Excerpt provided:
>> BEGIN

STATE OF MINNESOTA
IN COURT OF APPEALS
CX-98-1031

Brian A. Pergament,
Respondent,

vs.

Loring Properties, Ltd.,
Appellant.

Filed December 8, 1998
Affirmed in part, reversed in part, and remanded.
Holtan, Judge*

Hennepin County District Court
File No. 98-1396

Lonny D. Thomas, Gregory M. Erickson, Lonny D. Thomas, P.A., Midamerica Bank Building, Suite 120, 6949 Valley Creek Road, Woodbury, MN 55125 (for respondent)

Robert Lewis Barrows, Leonard, Street and Deinard, Suite 2300, 150 South Fifth Street, Minneapolis, MN 55402 (for appellant)

Considered and decided by Randall, Presiding Judge, Foley, Judge,** and Holtan, Judge.

S Y L L A B U S

1. An easement will continue to exist when at least one of the properties is encumbered by a separate security interest such as a mortgage, even if there is common ownership and unity of possession in the dominant and servient estates.

>> END

[Data records]
>> BEGIN

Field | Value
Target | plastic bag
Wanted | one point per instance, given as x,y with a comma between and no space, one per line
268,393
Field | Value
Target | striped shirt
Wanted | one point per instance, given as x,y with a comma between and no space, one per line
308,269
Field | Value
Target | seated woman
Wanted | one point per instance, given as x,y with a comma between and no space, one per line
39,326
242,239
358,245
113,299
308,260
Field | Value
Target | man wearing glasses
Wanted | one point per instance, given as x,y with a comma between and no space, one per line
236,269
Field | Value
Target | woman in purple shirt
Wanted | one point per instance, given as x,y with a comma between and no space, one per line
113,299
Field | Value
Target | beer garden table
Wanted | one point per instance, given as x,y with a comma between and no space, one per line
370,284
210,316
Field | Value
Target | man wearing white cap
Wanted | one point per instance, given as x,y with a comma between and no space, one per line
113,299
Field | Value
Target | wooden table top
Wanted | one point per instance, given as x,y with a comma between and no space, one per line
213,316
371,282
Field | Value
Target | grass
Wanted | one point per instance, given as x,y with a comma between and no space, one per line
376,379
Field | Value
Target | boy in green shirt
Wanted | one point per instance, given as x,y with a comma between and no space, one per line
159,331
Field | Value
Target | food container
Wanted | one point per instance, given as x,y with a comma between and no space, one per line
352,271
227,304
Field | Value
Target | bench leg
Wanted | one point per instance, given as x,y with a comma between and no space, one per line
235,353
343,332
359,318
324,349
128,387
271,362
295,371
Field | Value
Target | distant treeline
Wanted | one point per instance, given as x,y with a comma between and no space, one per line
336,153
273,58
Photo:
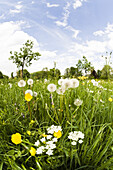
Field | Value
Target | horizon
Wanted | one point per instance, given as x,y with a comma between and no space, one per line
62,32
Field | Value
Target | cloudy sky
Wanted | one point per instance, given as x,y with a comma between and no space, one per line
63,31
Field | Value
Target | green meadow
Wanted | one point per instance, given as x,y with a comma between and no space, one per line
49,124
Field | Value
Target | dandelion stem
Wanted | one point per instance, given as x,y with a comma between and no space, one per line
29,110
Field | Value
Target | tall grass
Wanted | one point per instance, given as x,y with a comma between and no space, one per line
94,118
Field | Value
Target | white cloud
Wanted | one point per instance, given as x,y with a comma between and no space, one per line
99,33
76,32
64,19
108,29
52,5
12,38
17,8
78,3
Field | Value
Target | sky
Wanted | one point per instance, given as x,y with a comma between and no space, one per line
63,31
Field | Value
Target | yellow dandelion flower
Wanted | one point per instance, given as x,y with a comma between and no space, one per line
110,99
29,132
44,135
28,97
16,138
32,122
58,134
32,151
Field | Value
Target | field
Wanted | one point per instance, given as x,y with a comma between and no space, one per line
64,124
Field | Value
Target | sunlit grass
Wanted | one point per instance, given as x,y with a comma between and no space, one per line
93,116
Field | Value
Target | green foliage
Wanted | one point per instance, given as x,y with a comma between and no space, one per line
25,56
45,74
106,72
94,118
1,75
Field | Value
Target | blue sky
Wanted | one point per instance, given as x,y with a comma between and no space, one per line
63,31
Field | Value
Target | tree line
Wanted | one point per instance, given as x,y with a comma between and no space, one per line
83,67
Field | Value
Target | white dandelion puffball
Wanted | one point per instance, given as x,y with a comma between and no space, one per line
29,91
60,90
35,94
75,83
30,81
21,83
78,102
51,87
60,81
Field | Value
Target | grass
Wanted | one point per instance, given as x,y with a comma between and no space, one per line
94,118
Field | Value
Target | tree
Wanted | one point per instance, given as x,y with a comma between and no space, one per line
84,64
1,75
25,56
106,71
25,73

>> END

Written exercise A:
Answer these questions about the court opinion, one per line:
(i) Who is named as the respondent?
(ii) On what date was the opinion filed?
(iii) Which district court is listed?
Written exercise B:
Resume the court opinion from the end of its first syllabus point.
The material above comes from a different source than the court opinion.

Reply A:
(i) Brian A. Pergament
(ii) December 8, 1998
(iii) Hennepin County District Court

Reply B:
2. The exception to the doctrine of merger, which protects a mortgagee's security interest in an easement, applies equally to fee owners who take title through either the mortgagee or the mortgagor.

O P I N I O N

HOLTAN, Judge

Respondent Brian A. Pergament brought this action against appellant Loring Properties, Ltd. to enforce the terms of a parking easement. Based on the district court's conclusion that the easement was not extinguished as a matter of law, respondent's motion for summary judgment was granted. We affirm in part, reverse in part, and remand.

FACTS

In 1987, Willow Street Properties (Willow) was the fee owner of an apartment building and an adjacent office building. Willow eventually sold both the apartment property and office property on a contract for deed to BSR Properties (BSR).

Later that year, BSR paid that part of the contract for deed relating to the apartment property and received a deed for the apartment property from Willow. At the same time, BSR mortgaged the apartment to Midwest Federal Savings and Loan (Midwest).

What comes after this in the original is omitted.